■ ENUNCIADO
Selecciona en las filas siguientes cada línea que contenga la cadena "pregnant" y cópiala completa. Se distinguen mayúsculas y minúsculas.

++++ LISTADO DE FILAS ++++

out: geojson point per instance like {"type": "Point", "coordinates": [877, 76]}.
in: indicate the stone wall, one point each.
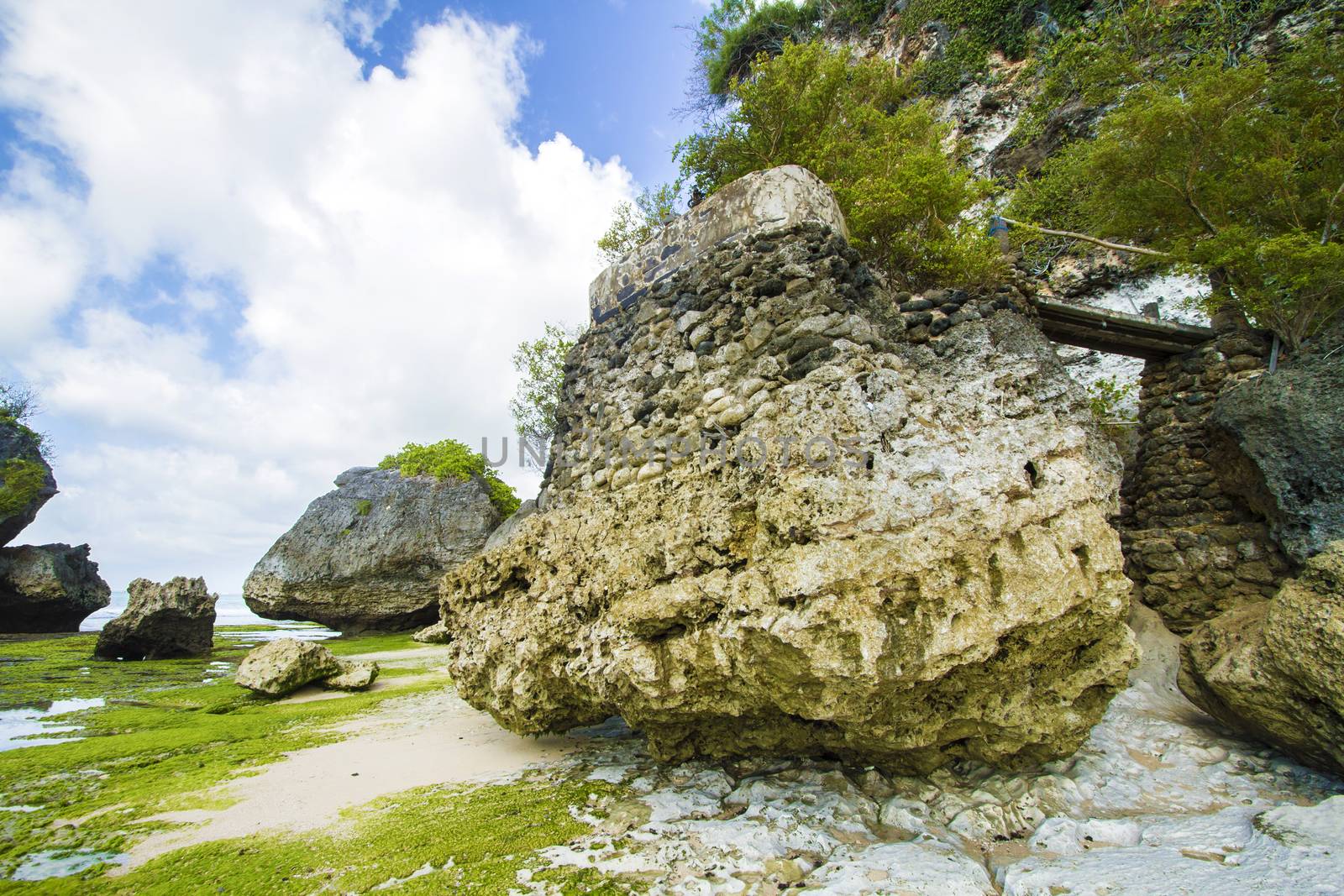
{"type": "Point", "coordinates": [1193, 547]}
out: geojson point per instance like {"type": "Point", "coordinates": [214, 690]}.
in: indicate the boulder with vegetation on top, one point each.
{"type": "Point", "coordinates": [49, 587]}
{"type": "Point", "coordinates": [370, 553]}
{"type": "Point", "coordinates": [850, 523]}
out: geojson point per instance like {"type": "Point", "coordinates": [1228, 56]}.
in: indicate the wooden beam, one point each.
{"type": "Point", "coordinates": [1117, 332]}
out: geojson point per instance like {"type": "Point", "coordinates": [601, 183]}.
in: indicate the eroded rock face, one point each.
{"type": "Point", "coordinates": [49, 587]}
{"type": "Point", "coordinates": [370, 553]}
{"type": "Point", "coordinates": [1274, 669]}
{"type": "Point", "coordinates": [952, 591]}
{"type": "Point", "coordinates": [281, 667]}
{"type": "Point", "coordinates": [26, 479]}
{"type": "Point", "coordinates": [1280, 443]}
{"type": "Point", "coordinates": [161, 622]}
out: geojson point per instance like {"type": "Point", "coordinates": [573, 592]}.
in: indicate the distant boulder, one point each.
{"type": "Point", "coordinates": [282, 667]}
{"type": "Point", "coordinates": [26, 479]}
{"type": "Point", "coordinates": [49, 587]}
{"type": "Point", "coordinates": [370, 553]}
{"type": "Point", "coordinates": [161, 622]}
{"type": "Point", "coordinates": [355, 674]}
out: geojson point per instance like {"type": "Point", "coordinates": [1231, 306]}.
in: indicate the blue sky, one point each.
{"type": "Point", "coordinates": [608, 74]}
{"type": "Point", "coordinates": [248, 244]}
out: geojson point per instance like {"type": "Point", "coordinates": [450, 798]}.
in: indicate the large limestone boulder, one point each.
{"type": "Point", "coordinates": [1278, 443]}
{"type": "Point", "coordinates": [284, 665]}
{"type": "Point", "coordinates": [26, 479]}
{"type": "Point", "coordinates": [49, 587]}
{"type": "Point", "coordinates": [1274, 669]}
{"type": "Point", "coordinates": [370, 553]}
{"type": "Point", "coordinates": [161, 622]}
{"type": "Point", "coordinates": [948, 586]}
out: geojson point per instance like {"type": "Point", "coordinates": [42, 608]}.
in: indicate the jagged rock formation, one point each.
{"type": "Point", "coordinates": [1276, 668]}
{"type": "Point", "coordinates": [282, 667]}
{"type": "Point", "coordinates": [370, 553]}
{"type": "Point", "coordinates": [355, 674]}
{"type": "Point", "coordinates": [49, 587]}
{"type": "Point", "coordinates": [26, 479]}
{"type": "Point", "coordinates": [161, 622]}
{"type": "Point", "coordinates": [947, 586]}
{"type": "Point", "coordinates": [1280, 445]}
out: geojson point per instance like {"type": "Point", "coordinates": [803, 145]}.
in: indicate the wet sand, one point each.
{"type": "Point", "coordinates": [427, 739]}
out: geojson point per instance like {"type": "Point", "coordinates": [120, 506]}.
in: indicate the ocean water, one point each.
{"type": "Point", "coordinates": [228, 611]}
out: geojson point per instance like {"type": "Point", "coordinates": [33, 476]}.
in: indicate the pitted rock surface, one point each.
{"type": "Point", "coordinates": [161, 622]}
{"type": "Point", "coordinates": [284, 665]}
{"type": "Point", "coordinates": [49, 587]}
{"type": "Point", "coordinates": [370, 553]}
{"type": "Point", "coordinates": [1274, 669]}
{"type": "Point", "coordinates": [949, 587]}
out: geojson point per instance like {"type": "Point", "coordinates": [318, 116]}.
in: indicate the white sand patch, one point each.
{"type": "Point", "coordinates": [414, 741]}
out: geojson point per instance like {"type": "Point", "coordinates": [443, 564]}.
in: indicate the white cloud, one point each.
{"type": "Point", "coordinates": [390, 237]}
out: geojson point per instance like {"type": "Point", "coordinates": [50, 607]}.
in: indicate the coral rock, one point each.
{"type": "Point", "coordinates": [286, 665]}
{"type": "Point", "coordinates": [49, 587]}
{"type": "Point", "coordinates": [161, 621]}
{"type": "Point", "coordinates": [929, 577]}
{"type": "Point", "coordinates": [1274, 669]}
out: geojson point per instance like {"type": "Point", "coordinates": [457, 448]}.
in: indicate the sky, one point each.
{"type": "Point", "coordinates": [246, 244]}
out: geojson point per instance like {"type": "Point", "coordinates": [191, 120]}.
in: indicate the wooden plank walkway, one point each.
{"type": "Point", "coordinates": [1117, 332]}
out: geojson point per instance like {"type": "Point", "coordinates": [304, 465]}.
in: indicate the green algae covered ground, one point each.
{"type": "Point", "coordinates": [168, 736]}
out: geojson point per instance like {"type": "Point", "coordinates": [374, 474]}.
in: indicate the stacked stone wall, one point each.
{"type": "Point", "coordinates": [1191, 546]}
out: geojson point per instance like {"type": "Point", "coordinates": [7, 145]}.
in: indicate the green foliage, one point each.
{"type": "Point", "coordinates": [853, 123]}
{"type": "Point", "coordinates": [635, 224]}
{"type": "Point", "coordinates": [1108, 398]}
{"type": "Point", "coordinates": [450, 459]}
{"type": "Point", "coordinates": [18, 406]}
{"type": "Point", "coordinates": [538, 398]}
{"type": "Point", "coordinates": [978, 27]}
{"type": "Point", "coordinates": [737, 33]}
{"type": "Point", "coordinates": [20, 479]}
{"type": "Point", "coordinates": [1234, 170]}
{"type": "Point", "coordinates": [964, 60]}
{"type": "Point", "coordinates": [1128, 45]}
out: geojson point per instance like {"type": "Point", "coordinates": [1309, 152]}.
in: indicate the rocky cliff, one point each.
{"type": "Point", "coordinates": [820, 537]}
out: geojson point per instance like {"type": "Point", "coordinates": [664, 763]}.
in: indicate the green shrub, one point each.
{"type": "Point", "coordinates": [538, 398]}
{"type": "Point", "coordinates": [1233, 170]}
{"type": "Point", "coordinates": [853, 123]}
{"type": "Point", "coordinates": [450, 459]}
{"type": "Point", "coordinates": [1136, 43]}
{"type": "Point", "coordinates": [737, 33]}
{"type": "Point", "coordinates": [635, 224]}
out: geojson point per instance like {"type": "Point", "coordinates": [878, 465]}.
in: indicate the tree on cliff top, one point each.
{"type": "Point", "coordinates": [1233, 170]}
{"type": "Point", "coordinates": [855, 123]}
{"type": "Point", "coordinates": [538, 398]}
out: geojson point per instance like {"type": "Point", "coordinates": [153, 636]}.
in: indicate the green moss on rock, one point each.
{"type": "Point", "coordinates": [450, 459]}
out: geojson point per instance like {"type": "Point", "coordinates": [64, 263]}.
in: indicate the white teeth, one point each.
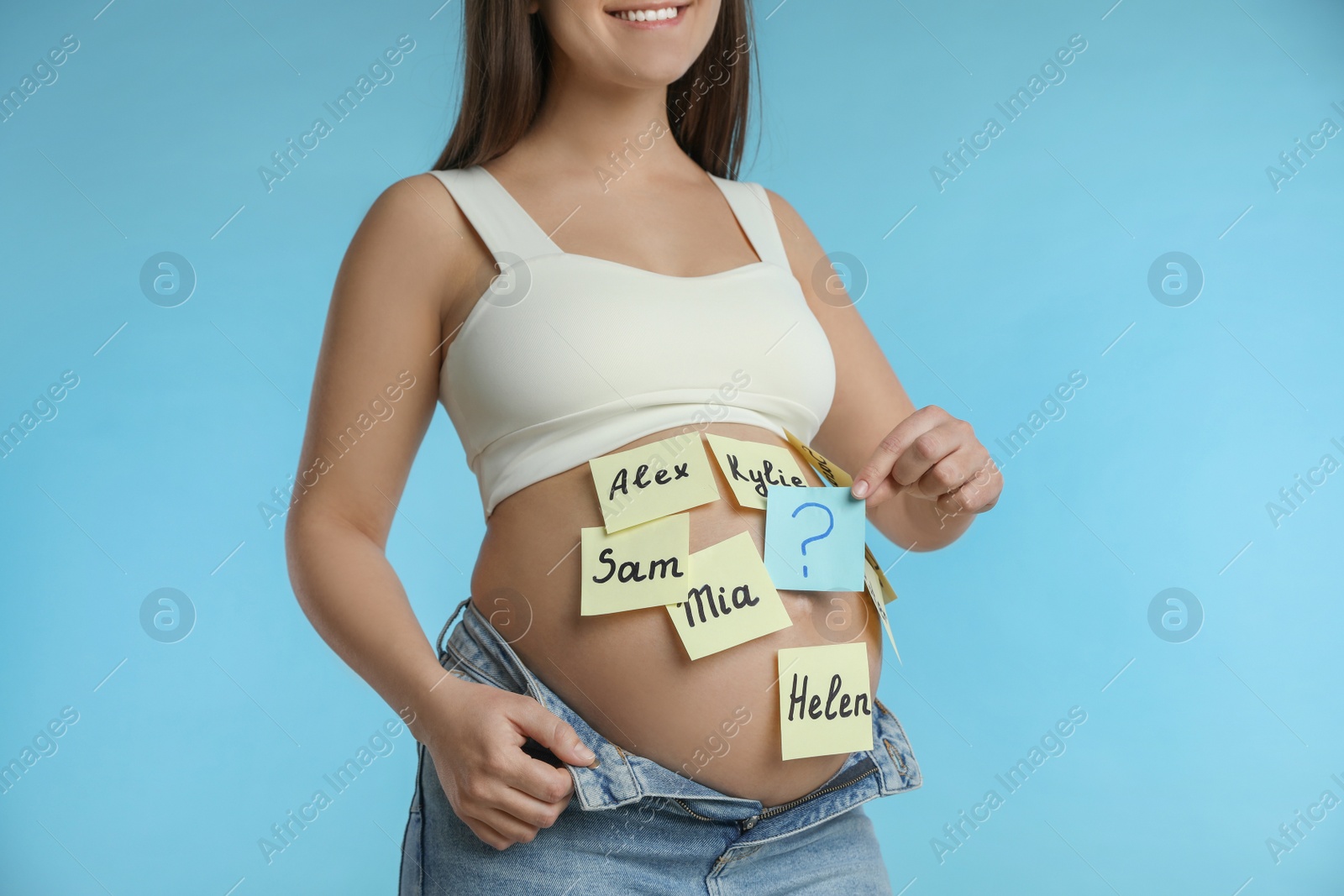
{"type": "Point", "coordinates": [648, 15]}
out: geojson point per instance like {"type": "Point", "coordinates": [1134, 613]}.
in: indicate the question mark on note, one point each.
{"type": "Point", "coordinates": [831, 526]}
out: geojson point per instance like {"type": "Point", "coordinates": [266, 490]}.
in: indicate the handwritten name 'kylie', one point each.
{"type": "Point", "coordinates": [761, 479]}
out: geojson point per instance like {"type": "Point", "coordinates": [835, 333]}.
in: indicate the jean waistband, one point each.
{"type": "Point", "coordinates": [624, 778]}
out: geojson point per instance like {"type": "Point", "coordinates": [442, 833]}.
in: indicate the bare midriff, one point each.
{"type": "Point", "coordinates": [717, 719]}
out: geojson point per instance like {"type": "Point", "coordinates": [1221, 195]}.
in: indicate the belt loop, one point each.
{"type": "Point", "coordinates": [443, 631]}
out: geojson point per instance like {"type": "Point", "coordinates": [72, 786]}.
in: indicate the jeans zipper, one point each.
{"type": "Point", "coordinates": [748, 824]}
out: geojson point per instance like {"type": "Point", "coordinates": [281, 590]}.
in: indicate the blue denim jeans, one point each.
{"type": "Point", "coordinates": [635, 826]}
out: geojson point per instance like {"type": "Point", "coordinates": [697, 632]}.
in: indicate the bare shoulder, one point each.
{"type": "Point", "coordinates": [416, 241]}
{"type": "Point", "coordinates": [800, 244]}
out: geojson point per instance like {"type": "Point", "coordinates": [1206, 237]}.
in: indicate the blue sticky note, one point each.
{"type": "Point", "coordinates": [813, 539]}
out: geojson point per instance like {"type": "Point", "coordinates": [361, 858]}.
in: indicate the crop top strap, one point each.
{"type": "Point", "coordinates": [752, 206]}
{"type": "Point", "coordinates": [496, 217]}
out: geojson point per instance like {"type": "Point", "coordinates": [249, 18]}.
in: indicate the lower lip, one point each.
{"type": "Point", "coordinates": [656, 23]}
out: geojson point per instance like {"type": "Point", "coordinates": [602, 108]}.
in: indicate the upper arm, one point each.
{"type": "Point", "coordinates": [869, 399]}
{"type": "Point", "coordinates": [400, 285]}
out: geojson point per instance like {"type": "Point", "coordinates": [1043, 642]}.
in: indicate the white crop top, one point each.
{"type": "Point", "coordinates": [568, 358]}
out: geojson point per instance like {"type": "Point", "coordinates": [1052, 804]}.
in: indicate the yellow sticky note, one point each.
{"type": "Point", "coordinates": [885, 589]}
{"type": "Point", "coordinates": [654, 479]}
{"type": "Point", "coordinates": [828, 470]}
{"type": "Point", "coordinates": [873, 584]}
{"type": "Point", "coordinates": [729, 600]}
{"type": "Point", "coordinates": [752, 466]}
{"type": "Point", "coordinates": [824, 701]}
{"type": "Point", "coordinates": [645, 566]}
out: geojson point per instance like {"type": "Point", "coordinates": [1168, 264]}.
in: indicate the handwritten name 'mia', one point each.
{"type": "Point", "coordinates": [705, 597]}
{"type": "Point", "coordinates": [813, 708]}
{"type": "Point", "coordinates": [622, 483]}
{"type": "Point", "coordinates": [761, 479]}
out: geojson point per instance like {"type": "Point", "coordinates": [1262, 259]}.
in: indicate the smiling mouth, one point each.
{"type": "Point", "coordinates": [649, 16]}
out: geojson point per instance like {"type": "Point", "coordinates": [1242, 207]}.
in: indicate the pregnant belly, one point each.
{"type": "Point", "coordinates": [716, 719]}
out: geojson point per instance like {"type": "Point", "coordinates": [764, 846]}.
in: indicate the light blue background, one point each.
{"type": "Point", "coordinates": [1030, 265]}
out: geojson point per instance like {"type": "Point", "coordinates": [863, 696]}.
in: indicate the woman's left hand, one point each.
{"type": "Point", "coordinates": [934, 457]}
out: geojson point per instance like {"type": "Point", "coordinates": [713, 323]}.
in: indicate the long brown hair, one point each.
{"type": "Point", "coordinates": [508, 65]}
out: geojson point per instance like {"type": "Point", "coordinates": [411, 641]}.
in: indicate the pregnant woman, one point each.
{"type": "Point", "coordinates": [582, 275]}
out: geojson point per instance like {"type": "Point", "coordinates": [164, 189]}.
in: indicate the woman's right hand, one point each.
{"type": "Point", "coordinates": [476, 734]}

++++

■ SOLUCIÓN
in: indicate the pregnant belly, one point each.
in: indicate the pregnant woman, one point each.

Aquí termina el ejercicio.